Can you write out the items from the line with "Somewhere in this screenshot there is a small" up to and including the line with "[413,216,434,260]", putting "cupboard door" in place of "cabinet door" and leaving everything else unchanged?

#### DATA EXCERPTS

————————

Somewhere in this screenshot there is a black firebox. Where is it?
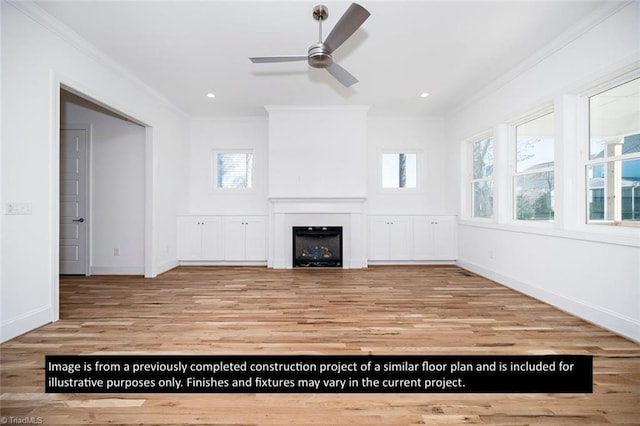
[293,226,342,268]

————————

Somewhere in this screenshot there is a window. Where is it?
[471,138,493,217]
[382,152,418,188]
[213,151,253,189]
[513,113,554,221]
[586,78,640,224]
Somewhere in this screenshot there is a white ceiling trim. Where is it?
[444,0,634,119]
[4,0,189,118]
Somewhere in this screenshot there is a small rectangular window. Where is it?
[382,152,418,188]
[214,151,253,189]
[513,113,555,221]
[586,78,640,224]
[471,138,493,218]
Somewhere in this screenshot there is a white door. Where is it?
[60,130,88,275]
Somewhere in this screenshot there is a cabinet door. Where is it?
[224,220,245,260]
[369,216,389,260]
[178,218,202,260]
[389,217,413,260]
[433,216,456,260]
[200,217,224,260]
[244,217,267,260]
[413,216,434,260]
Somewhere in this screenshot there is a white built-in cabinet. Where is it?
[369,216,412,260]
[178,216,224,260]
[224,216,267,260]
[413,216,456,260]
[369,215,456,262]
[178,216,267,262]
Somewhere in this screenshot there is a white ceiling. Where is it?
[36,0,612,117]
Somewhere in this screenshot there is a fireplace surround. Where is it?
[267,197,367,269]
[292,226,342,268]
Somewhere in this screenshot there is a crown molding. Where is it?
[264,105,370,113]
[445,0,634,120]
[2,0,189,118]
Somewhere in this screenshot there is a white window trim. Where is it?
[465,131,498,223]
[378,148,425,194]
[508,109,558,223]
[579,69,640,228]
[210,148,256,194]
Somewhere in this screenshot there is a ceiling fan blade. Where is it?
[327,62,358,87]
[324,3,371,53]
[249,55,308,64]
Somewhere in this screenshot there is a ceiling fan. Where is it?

————————

#### TASK ANSWER
Somewhere in this screenshot there is a small rectangular window. Where is it?
[382,152,418,188]
[214,151,253,189]
[513,113,555,221]
[586,78,640,224]
[471,138,493,218]
Somewhere in this screenshot there is a white door. Where is it?
[60,130,88,275]
Somewhere in this screenshot there is a cupboard door. Where is it?
[224,220,245,260]
[369,216,389,260]
[178,218,202,260]
[389,217,413,260]
[433,216,456,260]
[200,217,224,260]
[244,217,267,260]
[413,216,434,260]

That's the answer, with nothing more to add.